[Records]

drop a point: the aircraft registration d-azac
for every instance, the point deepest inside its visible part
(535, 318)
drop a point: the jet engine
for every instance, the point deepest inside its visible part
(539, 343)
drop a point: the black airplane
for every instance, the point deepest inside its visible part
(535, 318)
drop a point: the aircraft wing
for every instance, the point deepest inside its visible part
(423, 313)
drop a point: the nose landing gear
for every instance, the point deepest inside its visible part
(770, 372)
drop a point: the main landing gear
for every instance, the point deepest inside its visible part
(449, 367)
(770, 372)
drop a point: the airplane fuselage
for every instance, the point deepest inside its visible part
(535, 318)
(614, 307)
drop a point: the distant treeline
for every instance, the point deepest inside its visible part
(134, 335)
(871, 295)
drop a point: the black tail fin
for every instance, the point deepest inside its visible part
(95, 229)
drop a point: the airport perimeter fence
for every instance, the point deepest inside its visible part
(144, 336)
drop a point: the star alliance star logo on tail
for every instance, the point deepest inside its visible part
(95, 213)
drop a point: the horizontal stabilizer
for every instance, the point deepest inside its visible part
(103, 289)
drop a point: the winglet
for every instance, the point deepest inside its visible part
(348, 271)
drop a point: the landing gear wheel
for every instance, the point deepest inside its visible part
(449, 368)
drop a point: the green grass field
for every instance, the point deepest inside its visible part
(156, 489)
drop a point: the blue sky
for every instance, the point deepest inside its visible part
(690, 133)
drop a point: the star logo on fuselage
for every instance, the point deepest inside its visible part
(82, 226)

◆ **What you have to do**: Locate "drop a point: the star alliance" in the material, then quote the line that contains it and all lines after it through the final one.

◆ **Reply to the exercise**:
drop a point: the star alliance star logo on tail
for every instance, the point deepest inside its visible part
(95, 213)
drop a point: the horizontal stabilizer
for every instance, the point deepest inside its visible part
(103, 289)
drop a point: the winglet
for every instance, the point deepest inside its visible part
(348, 271)
drop a point: the landing gear wheel
for every instance, the point deepest inside its visible part
(449, 368)
drop a point: the green grass field
for every instance, the point deepest inside its visible part
(156, 489)
drop a point: the blue sky
for every instance, the point deepest inside its visible part
(690, 133)
drop a point: the star logo on fuselage
for every instance, the point deepest inside its visible part
(82, 226)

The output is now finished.